***** GIVEN ENTRIES
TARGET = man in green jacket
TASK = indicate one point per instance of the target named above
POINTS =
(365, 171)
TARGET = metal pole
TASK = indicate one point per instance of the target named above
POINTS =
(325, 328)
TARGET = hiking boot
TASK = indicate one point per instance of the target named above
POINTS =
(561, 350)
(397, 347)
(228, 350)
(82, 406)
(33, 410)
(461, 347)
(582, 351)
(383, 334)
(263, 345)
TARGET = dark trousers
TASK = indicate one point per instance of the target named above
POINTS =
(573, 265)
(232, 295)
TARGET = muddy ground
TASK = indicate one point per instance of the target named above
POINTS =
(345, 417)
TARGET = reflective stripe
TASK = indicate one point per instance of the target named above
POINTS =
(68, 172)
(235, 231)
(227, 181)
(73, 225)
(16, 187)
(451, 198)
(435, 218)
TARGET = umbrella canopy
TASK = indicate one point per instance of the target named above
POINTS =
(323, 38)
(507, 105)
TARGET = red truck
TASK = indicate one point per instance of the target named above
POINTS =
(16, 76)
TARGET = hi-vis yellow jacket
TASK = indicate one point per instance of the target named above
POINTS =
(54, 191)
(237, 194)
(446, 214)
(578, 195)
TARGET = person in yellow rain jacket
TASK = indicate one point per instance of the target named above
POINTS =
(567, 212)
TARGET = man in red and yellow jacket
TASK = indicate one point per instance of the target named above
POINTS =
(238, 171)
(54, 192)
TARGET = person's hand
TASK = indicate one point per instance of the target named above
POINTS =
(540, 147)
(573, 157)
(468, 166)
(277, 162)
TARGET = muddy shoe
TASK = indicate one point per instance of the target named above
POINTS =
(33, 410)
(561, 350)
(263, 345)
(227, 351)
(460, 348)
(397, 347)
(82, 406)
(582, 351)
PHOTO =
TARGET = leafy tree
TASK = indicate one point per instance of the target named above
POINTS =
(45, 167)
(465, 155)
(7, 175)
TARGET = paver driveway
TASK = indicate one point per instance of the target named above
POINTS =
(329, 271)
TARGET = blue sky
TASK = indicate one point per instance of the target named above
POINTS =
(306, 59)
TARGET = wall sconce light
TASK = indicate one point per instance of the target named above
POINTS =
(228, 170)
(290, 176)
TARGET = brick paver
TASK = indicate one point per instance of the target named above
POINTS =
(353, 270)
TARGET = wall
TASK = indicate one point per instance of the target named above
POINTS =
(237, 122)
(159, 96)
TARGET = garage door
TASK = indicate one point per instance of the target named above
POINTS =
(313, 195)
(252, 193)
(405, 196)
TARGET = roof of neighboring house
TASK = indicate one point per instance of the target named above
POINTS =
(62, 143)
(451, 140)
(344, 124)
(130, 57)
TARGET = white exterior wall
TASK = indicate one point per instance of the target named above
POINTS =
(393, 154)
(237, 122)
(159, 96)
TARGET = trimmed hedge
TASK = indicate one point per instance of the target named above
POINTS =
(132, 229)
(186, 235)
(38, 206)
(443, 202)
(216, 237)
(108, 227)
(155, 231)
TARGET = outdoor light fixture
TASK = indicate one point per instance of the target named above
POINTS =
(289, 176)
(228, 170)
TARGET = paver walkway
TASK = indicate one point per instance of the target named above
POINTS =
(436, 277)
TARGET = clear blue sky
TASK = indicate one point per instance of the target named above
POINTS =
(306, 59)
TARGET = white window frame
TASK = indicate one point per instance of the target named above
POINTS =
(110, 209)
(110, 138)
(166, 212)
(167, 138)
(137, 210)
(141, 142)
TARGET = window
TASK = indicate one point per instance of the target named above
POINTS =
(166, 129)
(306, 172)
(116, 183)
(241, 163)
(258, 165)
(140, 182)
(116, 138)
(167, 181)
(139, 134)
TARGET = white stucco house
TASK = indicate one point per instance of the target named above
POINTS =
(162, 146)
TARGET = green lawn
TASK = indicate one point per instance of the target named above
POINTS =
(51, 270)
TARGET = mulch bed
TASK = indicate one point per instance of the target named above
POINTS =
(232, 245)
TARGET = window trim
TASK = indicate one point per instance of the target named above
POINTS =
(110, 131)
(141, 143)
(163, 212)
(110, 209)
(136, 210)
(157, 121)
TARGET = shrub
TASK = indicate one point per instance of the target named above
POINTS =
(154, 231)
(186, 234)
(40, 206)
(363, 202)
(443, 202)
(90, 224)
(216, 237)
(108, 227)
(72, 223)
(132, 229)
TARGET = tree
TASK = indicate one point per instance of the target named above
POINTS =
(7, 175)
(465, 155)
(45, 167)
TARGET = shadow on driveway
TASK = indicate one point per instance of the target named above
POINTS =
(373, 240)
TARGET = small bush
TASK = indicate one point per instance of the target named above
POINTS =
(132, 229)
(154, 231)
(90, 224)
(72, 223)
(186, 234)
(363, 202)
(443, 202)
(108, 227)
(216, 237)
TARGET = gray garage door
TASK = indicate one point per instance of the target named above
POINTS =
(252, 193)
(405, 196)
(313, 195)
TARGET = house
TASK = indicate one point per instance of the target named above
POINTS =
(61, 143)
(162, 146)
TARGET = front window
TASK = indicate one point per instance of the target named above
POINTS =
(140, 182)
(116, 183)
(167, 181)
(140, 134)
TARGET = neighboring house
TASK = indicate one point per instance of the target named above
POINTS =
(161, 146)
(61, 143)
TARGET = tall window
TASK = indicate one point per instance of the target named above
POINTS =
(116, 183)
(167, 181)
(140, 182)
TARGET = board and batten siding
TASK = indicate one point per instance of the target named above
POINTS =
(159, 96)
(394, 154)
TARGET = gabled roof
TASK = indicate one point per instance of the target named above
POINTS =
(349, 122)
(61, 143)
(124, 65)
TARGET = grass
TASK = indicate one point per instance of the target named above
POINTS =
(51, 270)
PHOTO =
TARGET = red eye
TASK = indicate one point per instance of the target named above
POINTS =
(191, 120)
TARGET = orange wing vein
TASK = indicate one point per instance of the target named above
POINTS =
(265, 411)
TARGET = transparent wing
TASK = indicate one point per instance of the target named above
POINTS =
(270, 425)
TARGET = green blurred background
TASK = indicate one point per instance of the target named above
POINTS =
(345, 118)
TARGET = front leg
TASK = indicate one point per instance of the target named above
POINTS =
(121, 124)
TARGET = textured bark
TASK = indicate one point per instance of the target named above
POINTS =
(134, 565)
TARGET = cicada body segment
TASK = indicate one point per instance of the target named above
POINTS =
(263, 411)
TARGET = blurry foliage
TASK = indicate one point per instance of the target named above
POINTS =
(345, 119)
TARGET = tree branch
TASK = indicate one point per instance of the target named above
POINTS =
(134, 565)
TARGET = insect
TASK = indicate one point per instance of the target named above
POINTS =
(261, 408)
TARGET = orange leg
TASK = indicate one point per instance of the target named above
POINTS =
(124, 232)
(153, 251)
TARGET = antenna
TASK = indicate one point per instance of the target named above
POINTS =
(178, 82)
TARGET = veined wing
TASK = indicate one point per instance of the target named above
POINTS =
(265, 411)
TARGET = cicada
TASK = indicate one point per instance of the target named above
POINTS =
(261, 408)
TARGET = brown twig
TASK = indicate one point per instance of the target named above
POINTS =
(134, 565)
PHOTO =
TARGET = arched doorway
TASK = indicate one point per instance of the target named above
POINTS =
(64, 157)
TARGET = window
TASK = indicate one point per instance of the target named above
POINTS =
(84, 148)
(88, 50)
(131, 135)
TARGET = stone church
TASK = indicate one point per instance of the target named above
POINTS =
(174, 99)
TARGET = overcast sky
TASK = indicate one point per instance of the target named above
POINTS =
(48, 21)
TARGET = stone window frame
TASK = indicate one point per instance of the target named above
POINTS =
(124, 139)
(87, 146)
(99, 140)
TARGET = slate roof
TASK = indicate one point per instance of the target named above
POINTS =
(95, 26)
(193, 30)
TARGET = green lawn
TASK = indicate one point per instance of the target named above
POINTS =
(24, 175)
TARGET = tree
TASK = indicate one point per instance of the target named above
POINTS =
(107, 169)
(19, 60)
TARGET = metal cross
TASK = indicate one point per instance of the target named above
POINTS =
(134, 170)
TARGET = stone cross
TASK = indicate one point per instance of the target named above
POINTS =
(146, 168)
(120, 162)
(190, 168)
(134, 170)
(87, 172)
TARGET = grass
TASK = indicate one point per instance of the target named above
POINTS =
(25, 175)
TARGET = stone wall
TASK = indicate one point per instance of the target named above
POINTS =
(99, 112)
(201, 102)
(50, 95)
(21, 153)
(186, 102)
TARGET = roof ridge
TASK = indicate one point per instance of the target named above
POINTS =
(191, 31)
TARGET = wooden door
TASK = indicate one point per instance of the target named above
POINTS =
**********
**YOUR TASK:** Please retype, exactly as written, every line from the line containing "TARGET = antenna" through the last line of the records above, including both of those lines, and nothing else.

**IN RESPONSE:**
TARGET = antenna
TASK = indicate one point per instance of the target named above
POINTS =
(178, 82)
TARGET = veined wing
TASK = indicate one point per instance of the target named above
POINTS =
(265, 411)
TARGET = cicada
TASK = indicate one point per instance of the target named above
POINTS =
(261, 408)
TARGET = brown twig
TASK = indicate one point per instance of the target named above
POINTS =
(134, 565)
PHOTO =
TARGET = arched doorway
TASK = indicate one point per instance of the target named above
POINTS =
(64, 157)
TARGET = window
TASK = indicate one point per instance of the target named above
POINTS =
(84, 148)
(88, 50)
(131, 135)
TARGET = stone church
TASK = indicate one point per instance of the target named above
POINTS =
(174, 99)
TARGET = overcast sky
TASK = indicate one point per instance of the target named above
POINTS =
(48, 21)
TARGET = stone window frame
TASK = indicate one point per instance of the target named above
POINTS =
(124, 139)
(87, 146)
(99, 140)
TARGET = slate roof
TASK = indicate one point per instance of the target named above
POINTS =
(95, 26)
(193, 30)
TARGET = green lawn
TASK = indicate one point per instance of the target named above
POINTS =
(24, 175)
TARGET = tree
TASK = indicate one point per instance of the target named above
POINTS =
(107, 169)
(19, 60)
TARGET = metal cross
TASK = indicate one point per instance of the target named above
POINTS =
(134, 170)
TARGET = stone cross
TASK = indicate one point per instance of the target named above
POINTS =
(146, 168)
(120, 162)
(190, 168)
(134, 170)
(87, 172)
TARGET = grass
TASK = indicate one point per instance of the target named above
POINTS =
(25, 175)
TARGET = stone wall
TASK = indicate one point per instance of the target named above
POINTS =
(99, 112)
(201, 102)
(50, 95)
(21, 153)
(186, 102)
TARGET = roof ridge
TASK = indicate one point per instance of the target named above
POINTS =
(191, 31)
TARGET = wooden door
TASK = indicate one point per instance of the target named above
POINTS =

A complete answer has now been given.